▶ _PASSAGE SHOWN_:
Introduction
Article 14 of the Indian Constitution guarantees equality before the law and equal protection of the laws to all persons within the territory of India[1]. It embodies the general principle of equality and prohibits unreasonable discrimination between persons[2]. Article 14 is one of the pillars of the Indian Constitution and a part of the basic structure which cannot be abrogated even by a constitutional amendment[3].
Historical Background of Right to Equality and Article 14
The concept of equality before law owes its origin to the English Common Law and the Magna Carta[4]. The rule of law propounded by AV Dicey included the principle of equality before the law[5]. The barons of England compelled King John to sign the Magna Carta in 1215 AD which guaranteed this principle[6].
The equal protection clause finds its origin in the 14th amendment to the US Constitution[7]. It provides that no State shall deny to any person within its jurisdiction the equal protection of the laws[8]. This clause has been extensively interpreted by the US Supreme Court in its jurisprudence[9].
The framers of the Indian Constitution adopted principles from the US and UK and incorporated Article 14 to provide for both equality before law and equal protection of laws[10].
Scope and Application of Right to Equality under Article 14
Article 14 applies to all persons within the territory of India, including citizens, non-citizens, corporates, juristic persons etc[11]. It applies against State action and not private action unless there is sufficient nexus with the State[12]. Both substantive and procedural laws are subject to Article 14[13]. The right under Article 14 is available against arbitrary executive action also[14].
The essence of Article 14 has been described as a “constitutional goal of equal justice”[15]. It aims to establish an egalitarian social order without any discrimination[16]. The overarching principles of governance in Article 14 are fairness, non-arbitrariness, non-discrimination and rationality in State action[17].
Equality Before Law under Article 14
Equality before law means that among equals, the law should be equal and should be equally administered[18]. It implies that people in similar circumstances should be treated alike both in privileges conferred and liabilities imposed by laws[19]. There should not be any special privilege to any person on the basis of birth, creed, sex, religion etc[20].
This doctrine was expounded by Dicey as a principle of Rule of Law[21]. It ensures that every person is subject to the jurisdiction of ordinary courts irrespective of his/her status or position[22].
This principle acts as a check on the arbitrariness of the rulers and requires the law to be certain and predictable in application[23]. However, identical treatment to unequals may lead to inequality[24].

▶ _EXTRACTED INFORMATION_:
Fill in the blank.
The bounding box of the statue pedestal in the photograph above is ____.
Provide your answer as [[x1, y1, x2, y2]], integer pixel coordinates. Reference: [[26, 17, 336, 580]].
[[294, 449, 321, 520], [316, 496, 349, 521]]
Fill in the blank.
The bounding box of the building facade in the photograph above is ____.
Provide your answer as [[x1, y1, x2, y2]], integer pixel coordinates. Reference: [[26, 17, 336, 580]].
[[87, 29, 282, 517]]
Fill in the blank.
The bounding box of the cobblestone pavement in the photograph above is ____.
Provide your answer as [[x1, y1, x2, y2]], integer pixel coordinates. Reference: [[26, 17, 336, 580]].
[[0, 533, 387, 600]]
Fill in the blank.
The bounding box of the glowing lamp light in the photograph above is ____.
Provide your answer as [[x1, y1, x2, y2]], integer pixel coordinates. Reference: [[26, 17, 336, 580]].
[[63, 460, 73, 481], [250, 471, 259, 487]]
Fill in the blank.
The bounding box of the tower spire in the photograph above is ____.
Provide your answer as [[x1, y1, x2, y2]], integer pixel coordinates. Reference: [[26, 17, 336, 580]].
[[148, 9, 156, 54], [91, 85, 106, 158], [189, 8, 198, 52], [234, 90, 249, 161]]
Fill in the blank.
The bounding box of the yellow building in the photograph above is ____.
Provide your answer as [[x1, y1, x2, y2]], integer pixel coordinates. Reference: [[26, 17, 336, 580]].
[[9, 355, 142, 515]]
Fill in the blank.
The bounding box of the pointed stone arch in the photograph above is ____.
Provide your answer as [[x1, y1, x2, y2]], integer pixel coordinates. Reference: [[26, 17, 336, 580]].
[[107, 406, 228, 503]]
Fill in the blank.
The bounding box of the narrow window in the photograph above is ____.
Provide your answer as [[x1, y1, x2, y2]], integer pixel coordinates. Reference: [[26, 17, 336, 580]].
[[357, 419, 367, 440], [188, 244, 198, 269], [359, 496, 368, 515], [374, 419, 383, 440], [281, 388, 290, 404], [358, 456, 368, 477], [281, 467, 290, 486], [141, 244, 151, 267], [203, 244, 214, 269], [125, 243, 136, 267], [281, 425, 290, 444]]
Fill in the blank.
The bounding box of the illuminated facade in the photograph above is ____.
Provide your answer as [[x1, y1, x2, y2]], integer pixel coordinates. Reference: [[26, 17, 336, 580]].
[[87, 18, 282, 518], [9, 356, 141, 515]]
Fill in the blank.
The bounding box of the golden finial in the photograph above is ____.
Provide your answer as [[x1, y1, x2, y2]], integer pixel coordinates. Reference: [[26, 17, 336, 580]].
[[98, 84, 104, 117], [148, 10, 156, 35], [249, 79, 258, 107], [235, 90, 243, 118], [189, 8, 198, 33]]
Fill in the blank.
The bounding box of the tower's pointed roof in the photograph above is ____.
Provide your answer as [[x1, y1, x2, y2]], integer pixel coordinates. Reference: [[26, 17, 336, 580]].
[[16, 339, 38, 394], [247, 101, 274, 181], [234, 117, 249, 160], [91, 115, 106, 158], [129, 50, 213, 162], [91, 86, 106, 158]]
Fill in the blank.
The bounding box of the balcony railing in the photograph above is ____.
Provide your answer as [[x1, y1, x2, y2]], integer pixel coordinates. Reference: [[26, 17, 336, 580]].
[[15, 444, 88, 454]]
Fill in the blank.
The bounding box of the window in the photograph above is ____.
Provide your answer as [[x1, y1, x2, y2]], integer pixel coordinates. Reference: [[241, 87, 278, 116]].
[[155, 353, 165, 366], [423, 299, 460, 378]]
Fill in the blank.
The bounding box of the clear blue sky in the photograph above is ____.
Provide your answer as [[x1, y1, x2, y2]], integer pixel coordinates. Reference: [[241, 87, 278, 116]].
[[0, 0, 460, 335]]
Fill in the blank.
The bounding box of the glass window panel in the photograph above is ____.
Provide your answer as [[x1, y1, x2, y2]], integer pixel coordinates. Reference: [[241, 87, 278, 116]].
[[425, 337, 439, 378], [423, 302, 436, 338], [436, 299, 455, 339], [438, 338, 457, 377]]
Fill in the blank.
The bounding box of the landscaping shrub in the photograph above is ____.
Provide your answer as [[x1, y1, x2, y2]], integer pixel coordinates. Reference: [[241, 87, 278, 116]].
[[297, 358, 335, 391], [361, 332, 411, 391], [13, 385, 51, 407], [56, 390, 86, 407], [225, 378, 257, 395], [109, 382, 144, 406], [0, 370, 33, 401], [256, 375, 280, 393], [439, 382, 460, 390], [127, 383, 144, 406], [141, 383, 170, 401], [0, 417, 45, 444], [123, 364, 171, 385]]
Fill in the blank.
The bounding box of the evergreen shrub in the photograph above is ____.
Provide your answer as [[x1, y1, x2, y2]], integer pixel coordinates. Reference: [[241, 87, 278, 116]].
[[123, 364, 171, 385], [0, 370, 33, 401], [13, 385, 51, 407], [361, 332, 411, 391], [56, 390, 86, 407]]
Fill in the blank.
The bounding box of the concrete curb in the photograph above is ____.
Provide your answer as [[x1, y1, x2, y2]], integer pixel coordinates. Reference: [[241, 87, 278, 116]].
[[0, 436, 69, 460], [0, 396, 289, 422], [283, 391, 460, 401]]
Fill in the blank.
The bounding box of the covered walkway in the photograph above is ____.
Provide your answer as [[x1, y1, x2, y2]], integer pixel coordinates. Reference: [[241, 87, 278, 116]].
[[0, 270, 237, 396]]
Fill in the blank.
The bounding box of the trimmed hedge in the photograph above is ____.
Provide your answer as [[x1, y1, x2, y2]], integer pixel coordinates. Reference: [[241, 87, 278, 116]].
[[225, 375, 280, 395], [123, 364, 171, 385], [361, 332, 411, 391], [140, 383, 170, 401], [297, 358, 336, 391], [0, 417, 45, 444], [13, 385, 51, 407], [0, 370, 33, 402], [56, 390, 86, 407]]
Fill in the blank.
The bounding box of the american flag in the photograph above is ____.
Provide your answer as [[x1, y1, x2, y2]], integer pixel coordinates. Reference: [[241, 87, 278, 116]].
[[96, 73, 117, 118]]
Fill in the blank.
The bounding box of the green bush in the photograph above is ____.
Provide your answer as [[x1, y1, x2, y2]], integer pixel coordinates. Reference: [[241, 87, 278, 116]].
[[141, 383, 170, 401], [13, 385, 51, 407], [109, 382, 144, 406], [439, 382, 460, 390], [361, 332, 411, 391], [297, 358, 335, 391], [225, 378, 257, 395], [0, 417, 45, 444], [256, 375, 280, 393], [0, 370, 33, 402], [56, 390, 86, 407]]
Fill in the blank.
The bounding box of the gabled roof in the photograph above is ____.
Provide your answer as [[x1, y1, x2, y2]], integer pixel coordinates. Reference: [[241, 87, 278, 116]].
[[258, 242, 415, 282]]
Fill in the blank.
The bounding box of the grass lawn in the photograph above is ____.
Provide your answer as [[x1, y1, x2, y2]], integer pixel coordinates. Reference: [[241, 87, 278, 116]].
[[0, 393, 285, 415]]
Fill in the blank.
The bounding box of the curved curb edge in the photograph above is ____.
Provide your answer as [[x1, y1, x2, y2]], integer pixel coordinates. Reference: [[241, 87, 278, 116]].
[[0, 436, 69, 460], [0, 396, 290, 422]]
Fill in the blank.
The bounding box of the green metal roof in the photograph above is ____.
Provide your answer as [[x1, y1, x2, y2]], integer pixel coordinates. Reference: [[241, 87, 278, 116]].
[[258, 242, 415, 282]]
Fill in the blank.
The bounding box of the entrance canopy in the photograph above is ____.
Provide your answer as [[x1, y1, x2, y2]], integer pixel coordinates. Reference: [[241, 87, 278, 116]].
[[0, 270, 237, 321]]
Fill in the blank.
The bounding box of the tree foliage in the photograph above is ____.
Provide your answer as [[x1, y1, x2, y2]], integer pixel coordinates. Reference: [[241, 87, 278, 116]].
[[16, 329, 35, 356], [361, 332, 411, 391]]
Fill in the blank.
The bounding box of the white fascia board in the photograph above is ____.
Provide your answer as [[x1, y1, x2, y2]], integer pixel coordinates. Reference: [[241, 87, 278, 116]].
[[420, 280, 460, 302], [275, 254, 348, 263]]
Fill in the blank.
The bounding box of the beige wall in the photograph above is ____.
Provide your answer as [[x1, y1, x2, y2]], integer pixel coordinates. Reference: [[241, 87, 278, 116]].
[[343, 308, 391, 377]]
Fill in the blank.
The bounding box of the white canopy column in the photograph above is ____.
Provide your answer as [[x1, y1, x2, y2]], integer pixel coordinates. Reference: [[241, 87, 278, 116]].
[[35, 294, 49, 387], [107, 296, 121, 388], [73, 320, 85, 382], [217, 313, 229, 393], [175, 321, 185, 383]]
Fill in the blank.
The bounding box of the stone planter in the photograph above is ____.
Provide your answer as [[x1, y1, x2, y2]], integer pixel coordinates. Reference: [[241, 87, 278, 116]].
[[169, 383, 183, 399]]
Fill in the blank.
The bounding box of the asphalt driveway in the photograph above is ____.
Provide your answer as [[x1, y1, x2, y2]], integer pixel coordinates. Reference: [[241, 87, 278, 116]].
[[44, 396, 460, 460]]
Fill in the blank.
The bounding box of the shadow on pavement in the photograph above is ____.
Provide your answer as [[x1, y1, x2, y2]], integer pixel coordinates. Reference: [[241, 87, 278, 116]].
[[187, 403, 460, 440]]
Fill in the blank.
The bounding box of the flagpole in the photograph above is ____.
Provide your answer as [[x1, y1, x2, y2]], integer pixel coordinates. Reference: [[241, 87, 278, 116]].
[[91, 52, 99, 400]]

▶ _SET OF TASKS_:
1. In the article on Article 14, swap "framers" for "drafters" and reproduce the passage from "The framers of" up to and including "protection of laws[10].".
2. According to the article on Article 14, in what year did King John sign the Magna Carta?
3. Write the next part of the article on Article 14 of the Indian Constitution, picking up after its final sentence.

▶ _THE RESPONSES_:
1.
The drafters of the Indian Constitution adopted principles from the US and UK and incorporated Article 14 to provide for both equality before law and equal protection of laws[10].

2. 1215 AD

3.
Equal Protection of Laws under Article 14
Equal protection requires State to enact equal laws and provide adequate safeguards against discrimination[25]. The State cannot discriminate based on impermissible criteria[26]. However, reasonable classification is permitted based on rationale differentia[27].
This doctrine mandates equality of treatment in equal circumstances[28]. It permits State to classify persons for legitimate governmental objectives but such classification should be reasonable and have nexus with the objective sought[29]. The essence of this principle is “like should be treated alike”[30].
Inter-relationship between the two expressions of Article 14
The two principles aim to establish equal justice, the former in a negative way and the latter in a positive way[31]. Equal protection of laws is wider in scope and includes equality before law[32]. Classification of persons for differential treatment is permitted subject to Article 14[33].
The differences between equality before law and equal protection of laws have blurred over time and courts use both principles interchangeably to strike down arbitrary laws[34].
Reasonable Classification as a Reasonable Restriction on Article 14
Article 14 permits reasonable classification based on intelligible differentia which distinguishes between those included and excluded from the class[35]. Such differentia must have rational nexus with the object sought to be achieved[36].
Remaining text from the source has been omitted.